Please arrange the lines of the items below as a JSON list of strings, one string per line and blank lines left out, from the line with "Each <instance> block" up to and including the line with "81L531 239L51 270L548".

### [Data supplied]
- - - - -

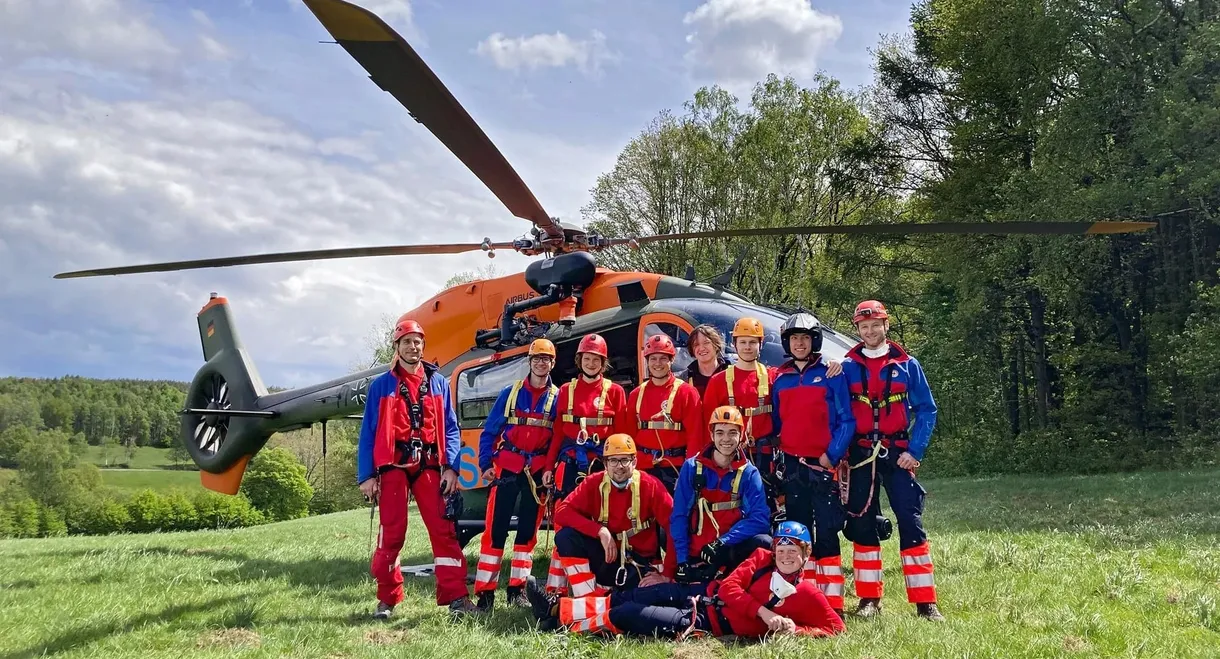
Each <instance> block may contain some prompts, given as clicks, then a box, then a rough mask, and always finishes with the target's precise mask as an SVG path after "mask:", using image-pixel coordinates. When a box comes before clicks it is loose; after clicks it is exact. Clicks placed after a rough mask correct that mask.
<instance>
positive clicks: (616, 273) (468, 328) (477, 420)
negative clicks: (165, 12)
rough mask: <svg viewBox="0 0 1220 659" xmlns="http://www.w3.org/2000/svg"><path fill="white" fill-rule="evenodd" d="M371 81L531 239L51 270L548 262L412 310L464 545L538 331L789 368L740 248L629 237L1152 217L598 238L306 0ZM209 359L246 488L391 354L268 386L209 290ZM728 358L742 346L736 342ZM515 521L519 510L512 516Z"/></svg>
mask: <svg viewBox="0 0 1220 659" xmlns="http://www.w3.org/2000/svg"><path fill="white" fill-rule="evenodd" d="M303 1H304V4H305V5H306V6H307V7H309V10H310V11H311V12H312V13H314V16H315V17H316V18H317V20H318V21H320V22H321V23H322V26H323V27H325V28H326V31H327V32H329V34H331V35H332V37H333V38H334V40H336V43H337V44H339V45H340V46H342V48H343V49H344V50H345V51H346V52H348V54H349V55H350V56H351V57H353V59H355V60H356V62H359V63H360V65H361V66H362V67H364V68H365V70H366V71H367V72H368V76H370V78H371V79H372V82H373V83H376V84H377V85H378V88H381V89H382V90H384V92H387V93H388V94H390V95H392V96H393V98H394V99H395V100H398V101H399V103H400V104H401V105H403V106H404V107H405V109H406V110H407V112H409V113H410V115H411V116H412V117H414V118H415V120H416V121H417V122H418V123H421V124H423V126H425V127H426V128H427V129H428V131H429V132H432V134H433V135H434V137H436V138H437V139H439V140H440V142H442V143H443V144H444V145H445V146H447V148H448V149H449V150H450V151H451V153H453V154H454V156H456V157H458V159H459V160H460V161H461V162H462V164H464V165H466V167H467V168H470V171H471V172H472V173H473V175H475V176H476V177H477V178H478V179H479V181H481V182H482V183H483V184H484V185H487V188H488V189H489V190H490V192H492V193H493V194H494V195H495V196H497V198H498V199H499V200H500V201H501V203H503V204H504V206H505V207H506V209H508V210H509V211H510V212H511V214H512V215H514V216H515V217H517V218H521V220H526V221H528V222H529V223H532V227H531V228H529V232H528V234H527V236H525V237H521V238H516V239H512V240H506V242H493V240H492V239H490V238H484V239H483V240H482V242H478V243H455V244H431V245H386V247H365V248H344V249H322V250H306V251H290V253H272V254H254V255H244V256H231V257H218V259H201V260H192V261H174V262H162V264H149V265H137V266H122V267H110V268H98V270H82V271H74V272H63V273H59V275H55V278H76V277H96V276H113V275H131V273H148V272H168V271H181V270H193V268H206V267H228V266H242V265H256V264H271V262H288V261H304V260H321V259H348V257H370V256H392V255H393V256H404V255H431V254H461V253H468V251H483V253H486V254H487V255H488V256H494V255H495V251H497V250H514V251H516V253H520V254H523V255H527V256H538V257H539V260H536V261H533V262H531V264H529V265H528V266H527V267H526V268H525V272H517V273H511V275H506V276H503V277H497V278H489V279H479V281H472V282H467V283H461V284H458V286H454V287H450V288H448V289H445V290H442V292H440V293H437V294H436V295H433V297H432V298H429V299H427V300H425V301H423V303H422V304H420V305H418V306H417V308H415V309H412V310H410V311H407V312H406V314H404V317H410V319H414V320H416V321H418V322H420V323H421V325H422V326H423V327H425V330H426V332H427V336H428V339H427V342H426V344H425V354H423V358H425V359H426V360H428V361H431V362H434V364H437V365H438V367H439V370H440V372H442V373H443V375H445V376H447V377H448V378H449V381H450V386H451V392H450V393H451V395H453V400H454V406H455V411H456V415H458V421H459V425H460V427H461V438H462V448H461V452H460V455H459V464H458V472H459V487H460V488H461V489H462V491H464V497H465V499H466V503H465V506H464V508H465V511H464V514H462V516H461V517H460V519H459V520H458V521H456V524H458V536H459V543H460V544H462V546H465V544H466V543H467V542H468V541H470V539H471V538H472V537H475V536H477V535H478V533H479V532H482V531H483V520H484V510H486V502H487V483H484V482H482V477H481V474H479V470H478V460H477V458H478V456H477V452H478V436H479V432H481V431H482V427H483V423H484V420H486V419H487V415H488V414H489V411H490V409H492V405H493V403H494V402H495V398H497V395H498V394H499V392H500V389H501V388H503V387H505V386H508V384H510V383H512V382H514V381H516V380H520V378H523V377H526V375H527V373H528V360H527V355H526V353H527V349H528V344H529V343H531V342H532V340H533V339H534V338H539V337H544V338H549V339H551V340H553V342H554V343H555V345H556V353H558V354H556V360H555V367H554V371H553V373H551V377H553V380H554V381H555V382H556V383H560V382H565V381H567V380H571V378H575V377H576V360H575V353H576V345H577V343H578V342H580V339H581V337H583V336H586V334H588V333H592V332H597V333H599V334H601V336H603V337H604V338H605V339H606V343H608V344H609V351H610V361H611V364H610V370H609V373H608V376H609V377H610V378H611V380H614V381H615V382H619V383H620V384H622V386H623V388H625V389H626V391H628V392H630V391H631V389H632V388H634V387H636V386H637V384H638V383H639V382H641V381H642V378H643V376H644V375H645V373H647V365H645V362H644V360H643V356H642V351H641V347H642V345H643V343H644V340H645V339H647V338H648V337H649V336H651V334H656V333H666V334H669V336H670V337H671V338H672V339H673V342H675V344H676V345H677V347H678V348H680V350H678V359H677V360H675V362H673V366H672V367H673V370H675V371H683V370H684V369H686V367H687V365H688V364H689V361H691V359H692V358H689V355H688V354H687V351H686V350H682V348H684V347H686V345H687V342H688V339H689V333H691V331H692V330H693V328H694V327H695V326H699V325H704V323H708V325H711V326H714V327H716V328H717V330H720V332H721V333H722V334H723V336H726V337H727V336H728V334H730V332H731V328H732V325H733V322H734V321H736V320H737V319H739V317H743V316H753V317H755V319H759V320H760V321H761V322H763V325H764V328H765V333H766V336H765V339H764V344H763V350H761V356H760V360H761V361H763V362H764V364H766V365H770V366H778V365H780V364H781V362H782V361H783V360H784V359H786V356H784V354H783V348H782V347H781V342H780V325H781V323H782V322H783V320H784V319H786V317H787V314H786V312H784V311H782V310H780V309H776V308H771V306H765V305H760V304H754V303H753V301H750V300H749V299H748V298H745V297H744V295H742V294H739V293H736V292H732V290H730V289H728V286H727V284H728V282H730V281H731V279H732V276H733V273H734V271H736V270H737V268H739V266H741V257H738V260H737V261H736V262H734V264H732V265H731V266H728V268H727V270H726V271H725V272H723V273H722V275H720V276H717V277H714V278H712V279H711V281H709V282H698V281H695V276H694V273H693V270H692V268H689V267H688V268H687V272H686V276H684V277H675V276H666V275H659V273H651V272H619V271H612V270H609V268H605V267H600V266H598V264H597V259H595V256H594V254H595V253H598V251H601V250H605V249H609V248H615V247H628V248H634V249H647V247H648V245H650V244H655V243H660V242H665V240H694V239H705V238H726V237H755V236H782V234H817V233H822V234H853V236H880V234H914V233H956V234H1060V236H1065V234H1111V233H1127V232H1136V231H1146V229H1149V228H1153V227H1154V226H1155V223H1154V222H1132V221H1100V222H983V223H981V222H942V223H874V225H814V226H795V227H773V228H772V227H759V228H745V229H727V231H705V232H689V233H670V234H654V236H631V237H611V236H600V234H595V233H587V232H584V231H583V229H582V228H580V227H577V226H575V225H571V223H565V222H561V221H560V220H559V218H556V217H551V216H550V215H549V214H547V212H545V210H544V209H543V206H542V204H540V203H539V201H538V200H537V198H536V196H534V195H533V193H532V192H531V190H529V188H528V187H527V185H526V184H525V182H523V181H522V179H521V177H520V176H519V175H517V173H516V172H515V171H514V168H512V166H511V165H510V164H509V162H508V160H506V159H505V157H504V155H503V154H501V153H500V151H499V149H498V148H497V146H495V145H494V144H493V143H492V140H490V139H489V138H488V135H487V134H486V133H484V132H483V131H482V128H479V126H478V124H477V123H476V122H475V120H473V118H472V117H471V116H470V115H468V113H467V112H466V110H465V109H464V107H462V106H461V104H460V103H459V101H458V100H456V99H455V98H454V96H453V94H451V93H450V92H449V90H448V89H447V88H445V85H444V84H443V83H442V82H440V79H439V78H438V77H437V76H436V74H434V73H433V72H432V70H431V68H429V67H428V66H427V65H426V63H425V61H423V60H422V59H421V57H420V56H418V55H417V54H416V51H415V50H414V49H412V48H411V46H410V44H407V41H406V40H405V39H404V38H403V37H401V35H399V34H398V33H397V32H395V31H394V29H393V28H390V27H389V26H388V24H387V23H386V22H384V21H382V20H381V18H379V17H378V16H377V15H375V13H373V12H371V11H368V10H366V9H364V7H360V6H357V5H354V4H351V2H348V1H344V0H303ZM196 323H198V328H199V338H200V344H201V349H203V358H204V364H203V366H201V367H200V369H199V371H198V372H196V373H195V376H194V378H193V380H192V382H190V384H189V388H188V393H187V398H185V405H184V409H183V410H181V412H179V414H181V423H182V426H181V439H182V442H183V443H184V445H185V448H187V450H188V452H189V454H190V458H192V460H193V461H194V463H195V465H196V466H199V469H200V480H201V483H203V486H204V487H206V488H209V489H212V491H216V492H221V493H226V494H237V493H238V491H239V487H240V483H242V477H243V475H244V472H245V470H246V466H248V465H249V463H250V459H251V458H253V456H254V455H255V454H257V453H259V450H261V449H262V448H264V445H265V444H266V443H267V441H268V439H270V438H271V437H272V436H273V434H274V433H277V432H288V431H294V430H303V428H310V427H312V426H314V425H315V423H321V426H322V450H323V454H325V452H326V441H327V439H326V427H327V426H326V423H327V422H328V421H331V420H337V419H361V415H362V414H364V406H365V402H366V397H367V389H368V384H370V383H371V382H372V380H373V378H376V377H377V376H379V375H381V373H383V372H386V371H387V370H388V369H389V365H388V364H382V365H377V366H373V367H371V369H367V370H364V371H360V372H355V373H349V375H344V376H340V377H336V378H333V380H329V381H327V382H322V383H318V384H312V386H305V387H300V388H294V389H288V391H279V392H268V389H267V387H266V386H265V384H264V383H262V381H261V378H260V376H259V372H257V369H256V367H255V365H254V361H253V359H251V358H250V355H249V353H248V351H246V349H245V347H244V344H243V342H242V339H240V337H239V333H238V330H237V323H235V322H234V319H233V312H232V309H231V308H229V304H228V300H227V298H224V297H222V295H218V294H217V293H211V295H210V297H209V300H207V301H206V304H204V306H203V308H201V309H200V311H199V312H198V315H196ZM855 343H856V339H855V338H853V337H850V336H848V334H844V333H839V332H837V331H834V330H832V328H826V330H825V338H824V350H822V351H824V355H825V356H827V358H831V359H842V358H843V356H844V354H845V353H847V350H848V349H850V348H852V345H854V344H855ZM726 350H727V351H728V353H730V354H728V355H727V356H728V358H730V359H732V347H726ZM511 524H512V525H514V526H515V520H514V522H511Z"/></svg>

- - - - -

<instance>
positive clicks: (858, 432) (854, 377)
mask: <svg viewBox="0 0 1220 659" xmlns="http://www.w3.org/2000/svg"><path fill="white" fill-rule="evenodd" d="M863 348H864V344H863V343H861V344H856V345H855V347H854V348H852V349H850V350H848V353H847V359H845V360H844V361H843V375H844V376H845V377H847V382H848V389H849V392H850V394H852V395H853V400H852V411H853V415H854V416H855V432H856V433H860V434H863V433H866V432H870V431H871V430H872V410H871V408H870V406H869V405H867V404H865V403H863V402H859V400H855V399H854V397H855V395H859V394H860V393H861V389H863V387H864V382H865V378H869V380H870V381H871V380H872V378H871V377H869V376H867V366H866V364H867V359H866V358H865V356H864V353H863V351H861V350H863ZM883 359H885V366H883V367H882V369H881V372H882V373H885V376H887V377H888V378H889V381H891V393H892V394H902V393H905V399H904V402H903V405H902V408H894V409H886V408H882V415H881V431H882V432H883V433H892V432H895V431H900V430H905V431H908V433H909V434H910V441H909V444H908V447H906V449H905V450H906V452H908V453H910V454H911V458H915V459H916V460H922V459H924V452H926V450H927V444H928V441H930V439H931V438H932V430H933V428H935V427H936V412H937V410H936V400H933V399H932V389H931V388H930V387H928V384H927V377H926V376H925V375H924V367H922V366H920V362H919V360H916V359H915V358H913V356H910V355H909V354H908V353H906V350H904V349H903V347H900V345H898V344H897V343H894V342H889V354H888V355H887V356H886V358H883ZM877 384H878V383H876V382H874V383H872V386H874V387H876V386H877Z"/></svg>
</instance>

- - - - -

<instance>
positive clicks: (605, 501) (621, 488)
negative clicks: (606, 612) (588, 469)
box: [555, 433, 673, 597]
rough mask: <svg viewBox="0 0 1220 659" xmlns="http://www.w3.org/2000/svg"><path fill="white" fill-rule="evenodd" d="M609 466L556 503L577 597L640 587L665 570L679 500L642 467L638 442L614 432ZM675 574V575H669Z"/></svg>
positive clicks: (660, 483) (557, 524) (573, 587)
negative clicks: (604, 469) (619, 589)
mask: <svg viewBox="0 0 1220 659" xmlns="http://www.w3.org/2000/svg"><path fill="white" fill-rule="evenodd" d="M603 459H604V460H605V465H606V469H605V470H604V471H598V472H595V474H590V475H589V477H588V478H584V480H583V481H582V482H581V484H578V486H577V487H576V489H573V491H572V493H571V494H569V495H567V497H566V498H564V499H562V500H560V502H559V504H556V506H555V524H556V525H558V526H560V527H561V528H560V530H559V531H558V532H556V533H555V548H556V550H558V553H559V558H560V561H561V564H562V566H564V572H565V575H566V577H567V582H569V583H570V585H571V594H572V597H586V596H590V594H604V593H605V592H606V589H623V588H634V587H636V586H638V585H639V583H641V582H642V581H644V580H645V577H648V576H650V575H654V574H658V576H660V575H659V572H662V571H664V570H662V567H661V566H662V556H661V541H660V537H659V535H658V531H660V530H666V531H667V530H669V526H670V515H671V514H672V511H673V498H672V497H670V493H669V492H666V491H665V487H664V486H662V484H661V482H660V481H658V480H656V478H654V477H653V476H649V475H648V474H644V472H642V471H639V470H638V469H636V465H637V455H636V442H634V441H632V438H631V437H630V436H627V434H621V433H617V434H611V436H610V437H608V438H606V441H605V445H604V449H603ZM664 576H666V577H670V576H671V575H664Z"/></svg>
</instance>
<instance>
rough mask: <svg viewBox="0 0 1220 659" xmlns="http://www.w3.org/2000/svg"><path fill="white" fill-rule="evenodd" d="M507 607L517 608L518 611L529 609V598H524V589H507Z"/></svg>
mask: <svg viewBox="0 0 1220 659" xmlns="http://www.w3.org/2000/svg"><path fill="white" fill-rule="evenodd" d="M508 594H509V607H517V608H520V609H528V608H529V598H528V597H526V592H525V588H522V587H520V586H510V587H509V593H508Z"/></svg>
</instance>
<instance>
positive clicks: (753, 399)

- - - - -

### [Response to this exercise]
[
  "Each <instance> block may contain some prompts, given as clicks, then a box, then a rough mask, and always finishes with the target's precise mask as an SVG path after \"mask:\", using image-pixel coordinates. When a box comes before clicks it is loose; after clicks it is exact. Clicks placed after a rough mask correct that mask.",
  "<instance>",
  "positive clicks: (616, 273) (468, 328) (477, 420)",
  "negative clicks: (165, 12)",
  "rough mask: <svg viewBox=\"0 0 1220 659\" xmlns=\"http://www.w3.org/2000/svg\"><path fill=\"white\" fill-rule=\"evenodd\" d=\"M371 81L531 239L51 270L548 262L412 310L464 545L538 331L789 368L740 248L629 237L1152 217L598 238L306 0ZM209 359L246 488L391 354L268 386L209 290ZM728 358L742 346L736 342ZM515 521L519 510L512 516Z\"/></svg>"
]